● Given instruction
According to the text on the dataflow code, how many detail records does the detailTransform block process at a time?

#### Reading text

As requested, here's the code I ended up going with.
The work is set up in a master-detail configuration, and each master is processed as a batch. Each unit of work is queued up in this fashion:
var success = true;
// Start processing all the master records.
Master master;
while (null != (master = await StoredProcedures.ClaimRecordsAsync(...)))
{
await masterBuffer.SendAsync(master);
}
// Finished sending master records
masterBuffer.Complete();
// Now, wait for all the batches to complete.
await batchAction.Completion;
return success;
Masters are buffered one at a time to save work for other outside processes. The details for each master are dispatched for work via the masterTransform TransformManyBlock. A BatchedJoinBlock is also created to collect the details in one batch.
The actual work is done in the detailTransform TransformBlock, asynchronously, 150 at a time. BoundedCapacity is set to 300 to ensure that too many Masters don't get buffered at the beginning of the chain, while also leaving room for enough detail records to be queued to allow 150 records to be processed at one time. The block outputs an object to its targets, because it's filtered across the links depending on whether it's a Detail or Exception.
The batchAction ActionBlock collects the output from all the batches, and performs bulk database updates, error logging, etc. for each batch.
There will be several BatchedJoinBlocks, one for each master. Since each ISourceBlock is output sequentially and each batch only accepts the number of detail records associated with one master, the batches will be processed in order. Each block only outputs one group, and is unlinked on completion. Only the last batch block propagates its completion to the final ActionBlock.
The dataflow network:
// The dataflow network
BufferBlock<Master> masterBuffer = null;
TransformManyBlock<Master, Detail> masterTransform = null;
TransformBlock<Detail, object> detailTransform = null;
ActionBlock<Tuple<IList<object>, IList<object>>> batchAction = null;
// Buffer master records to enable efficient throttling.
masterBuffer = new BufferBlock<Master>(new DataflowBlockOptions { BoundedCapacity = 1 });
// Sequentially transform master records into a stream of detail records.

########
#### Material provided

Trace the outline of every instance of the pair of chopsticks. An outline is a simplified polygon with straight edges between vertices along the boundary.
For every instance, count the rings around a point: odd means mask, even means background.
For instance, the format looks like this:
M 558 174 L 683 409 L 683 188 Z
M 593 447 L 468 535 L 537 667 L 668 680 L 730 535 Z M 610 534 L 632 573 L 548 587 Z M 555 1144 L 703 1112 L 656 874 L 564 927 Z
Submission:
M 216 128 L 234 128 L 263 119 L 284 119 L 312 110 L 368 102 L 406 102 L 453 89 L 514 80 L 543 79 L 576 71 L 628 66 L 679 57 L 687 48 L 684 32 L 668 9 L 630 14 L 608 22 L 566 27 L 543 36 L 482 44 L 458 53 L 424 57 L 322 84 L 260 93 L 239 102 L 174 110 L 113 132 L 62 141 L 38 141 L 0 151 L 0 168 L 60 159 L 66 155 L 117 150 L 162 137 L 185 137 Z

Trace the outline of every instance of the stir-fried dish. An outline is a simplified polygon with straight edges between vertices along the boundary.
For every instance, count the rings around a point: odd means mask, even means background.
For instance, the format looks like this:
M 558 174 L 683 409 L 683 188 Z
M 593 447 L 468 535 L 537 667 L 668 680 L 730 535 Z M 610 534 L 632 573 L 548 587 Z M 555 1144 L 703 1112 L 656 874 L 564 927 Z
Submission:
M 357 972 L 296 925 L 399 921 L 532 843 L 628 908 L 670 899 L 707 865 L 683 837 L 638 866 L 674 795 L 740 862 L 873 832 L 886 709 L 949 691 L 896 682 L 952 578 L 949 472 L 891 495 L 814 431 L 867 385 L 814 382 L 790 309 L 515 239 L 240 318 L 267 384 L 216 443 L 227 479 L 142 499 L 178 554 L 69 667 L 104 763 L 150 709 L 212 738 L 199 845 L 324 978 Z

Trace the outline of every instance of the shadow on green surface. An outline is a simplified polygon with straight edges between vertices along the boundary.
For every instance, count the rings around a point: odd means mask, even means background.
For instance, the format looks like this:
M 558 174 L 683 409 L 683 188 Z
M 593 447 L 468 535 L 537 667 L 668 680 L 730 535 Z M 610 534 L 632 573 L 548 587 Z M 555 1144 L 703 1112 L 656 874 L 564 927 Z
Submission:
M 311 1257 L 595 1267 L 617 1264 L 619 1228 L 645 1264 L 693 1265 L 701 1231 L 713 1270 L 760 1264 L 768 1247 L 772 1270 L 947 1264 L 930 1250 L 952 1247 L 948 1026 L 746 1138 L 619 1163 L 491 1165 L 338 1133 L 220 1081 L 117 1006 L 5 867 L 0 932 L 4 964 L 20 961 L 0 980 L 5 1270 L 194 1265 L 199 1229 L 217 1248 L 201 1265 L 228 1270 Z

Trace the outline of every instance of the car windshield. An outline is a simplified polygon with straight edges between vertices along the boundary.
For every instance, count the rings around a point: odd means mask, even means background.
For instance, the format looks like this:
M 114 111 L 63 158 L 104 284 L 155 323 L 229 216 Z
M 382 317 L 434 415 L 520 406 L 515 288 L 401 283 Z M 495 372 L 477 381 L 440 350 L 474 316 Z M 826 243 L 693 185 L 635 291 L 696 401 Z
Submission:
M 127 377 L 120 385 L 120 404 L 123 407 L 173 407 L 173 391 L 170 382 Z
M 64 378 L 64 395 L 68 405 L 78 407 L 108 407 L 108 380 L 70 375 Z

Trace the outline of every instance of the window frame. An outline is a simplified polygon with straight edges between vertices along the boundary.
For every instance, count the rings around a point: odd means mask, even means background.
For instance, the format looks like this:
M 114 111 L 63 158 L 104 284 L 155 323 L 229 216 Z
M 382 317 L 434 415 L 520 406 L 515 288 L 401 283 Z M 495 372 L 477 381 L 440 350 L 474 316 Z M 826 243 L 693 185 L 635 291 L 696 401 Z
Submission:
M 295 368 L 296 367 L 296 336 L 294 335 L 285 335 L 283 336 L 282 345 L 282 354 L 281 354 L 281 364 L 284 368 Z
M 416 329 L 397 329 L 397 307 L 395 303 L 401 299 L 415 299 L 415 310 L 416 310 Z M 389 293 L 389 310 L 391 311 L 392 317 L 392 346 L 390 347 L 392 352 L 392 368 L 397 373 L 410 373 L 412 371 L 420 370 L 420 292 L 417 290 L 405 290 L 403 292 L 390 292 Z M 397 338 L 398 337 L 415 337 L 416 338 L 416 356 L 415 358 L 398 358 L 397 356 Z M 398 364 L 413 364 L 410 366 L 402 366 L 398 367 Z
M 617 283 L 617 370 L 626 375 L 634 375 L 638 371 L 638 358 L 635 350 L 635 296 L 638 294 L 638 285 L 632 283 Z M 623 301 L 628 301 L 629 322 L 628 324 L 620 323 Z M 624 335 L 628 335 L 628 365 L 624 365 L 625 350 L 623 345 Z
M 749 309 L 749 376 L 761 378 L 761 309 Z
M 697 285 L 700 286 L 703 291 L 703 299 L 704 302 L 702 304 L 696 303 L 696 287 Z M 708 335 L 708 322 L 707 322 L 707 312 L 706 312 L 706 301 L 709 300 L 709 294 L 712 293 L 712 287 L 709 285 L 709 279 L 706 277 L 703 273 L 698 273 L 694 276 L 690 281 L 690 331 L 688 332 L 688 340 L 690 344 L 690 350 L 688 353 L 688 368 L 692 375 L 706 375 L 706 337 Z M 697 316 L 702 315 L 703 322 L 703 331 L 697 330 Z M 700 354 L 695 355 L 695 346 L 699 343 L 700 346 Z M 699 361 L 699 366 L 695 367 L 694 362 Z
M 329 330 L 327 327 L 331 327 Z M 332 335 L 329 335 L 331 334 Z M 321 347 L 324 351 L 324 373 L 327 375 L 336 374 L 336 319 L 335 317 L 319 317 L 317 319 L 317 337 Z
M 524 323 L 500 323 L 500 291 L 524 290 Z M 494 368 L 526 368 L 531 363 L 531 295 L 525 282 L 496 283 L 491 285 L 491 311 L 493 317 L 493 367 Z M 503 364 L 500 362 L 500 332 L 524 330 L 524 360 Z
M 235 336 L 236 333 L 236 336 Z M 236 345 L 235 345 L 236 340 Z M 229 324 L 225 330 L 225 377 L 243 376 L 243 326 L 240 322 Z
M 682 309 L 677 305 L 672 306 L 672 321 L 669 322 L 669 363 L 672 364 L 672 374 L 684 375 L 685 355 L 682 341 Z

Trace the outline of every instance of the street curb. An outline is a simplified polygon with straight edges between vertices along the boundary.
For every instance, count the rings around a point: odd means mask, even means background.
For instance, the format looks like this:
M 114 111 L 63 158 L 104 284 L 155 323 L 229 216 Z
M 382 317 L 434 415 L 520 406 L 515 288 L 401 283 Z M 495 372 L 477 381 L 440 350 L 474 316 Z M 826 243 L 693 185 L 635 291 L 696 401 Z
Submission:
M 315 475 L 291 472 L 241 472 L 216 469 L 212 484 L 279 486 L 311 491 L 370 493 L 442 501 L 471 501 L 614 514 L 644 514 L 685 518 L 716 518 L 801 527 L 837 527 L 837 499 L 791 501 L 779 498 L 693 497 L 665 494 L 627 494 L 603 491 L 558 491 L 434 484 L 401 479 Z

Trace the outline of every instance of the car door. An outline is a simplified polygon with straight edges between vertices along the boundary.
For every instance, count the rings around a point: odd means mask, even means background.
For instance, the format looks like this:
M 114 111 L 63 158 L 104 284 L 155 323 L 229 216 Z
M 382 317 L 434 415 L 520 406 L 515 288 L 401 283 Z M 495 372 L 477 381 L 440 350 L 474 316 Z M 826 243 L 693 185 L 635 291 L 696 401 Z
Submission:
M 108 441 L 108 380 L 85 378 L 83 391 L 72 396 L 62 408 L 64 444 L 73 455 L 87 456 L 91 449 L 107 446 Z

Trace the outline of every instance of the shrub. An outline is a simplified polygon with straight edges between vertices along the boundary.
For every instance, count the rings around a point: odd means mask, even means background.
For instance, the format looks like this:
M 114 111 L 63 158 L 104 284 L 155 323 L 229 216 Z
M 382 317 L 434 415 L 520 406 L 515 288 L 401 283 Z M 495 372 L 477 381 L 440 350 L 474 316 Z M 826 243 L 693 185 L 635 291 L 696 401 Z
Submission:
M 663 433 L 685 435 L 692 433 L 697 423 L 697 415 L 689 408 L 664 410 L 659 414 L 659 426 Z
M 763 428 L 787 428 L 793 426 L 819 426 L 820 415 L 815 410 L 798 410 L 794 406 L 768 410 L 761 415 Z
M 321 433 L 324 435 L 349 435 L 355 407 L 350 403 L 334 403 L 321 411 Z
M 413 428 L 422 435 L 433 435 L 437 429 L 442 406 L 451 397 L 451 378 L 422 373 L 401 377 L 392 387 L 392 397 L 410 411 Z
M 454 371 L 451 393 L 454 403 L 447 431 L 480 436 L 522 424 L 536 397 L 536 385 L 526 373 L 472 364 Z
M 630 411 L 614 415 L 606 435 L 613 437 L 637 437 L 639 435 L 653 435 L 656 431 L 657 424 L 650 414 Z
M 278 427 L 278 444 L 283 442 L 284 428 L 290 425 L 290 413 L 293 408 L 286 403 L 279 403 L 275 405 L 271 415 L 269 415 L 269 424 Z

########

● Response to the exercise
150 at a time, asynchronously.